- _EXTRAIT RETENU_
━━━

Faites l'appoint ! A point, mais point trop non plus !
Dans le temps (punaise, j'ai vraiment l'impression d'évoquer une époque remplie de CX, de 4L, d'allocutions télévisées aux accents mitterandiens, avec François, pas encore Frédéric, de récré A2...), on avait droit aux "Debussy", "Quentin de la Tour", "Delacroix", "Montesquieu" et bien sûr, le"Pascal" de 500 FF. Puis on a eu droit au "Saint Ex" (50FF), le "Cézanne" (100 FF), l'"Eiffel" (200FF) et le "Curie" (500FF).
Puis l'Euro est arrivé, et avec cet événement sont partis les surnoms donnés depuis des temps immémoriaux à nos billets de banque. Est-ce que vous avez remarqué le graphisme de nos billets ? Il fallait choisir quelque chose d'assez consensuel, et les personnages historiques sont, par nature, trop connotés nationalement. Même pour les plus farouches "europhiles" d'entre eux. Ainsi, si on avait choisi Erasme pour honorer le billet de 500 Euros, on aurait lésé les Français qui auraient fait valoir Jean Monnet ! Etc etc.

━━━

- _DONNÉES DISPONIBLES_
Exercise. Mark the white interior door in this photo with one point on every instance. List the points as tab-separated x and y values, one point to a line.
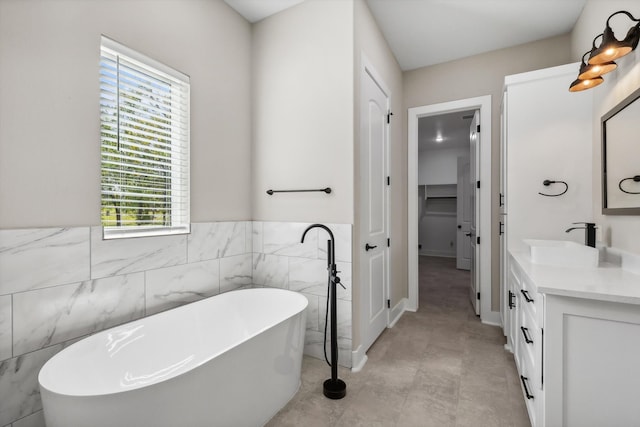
374	199
463	214
474	163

━━━

- _CONSIGNES_
a) Dans l'extrait sur les billets de banque, reprenez tout ce qui va de « Puis l'Euro est » jusqu'à « Monnet ! Etc etc. » en substituant « Spinoza » à « Erasme ».
b) D'après l'extrait sur les billets de banque, quel surnom désignait le billet de 200 FF ?
c) Poursuivez l'extrait sur les billets de banque à partir de sa dernière phrase.
Les lignes n'interviennent en rien ici.

- _RÉSULTATS FINAUX_
a)
Puis l'Euro est arrivé, et avec cet événement sont partis les surnoms donnés depuis des temps immémoriaux à nos billets de banque. Est-ce que vous avez remarqué le graphisme de nos billets ? Il fallait choisir quelque chose d'assez consensuel, et les personnages historiques sont, par nature, trop connotés nationalement. Même pour les plus farouches "europhiles" d'entre eux. Ainsi, si on avait choisi Spinoza pour honorer le billet de 500 Euros, on aurait lésé les Français qui auraient fait valoir Jean Monnet ! Etc etc.

b) L'« Eiffel ».

c)
On a donc choisi de représenter l'évolution architecturale européenne à travers les siècles, de l'Antiquité (5€) à l'époque actuelle (500 €), avec sur une face des portes et des fenêtres (pour symboliser l'ouverture) et sur l'autre des ponts (pour symboliser l'union entre les peuples). C'est très symbolique, en tout cas, mais le problème est alors de surnommer nos chers billets. Et je n'ai jamais entendu quelqu'un me demander un "gothique" (20 €), ou un "roman" (10€). Et pour le 500, on dit quoi ? Millau ?
Ah ! Que vous regrettez de ne pas avoir sous les yeux un beau billet de 500 pour vérifier la nature du pont qu'on nous propose pour l'illustrer. Rassurez vous, je suis dans le même cas que vous. Et je vais vous faire une fleur : allez voir par vous même. Et vous me direz que "non, c'est pas Millau". Mais je l'appelle comment alors ? "Le pont à haubans ?" ou bien "la baie vitrée" ? L'un est trop technique, et l'autre est trop "je dois faire mes vitres". Et dans les deux cas, c'est peu glamour. On va au rester aux couleurs alors. Au moins le "Bordeaux" a un coté épicurien qui va bien avec sa valeur faciale.
Mais au delà de toutes ces considérations assez folkloriques, interrogeons nous sur la valeur de ces billets. Le Pascal ou le Curie représentaient à peine la valeur du "100 euros" actuel. Que dire alors du Jaune et du Bordeaux ? ce dernier représente un mois de loyer pour un studio ou un 2 pièces selon le lieu où vous habitez. Imaginez donc que se balader avec ce bout de papier (un peu technique quand même) dans la poche équivaut à avoir un mois de loyer à sa disposition !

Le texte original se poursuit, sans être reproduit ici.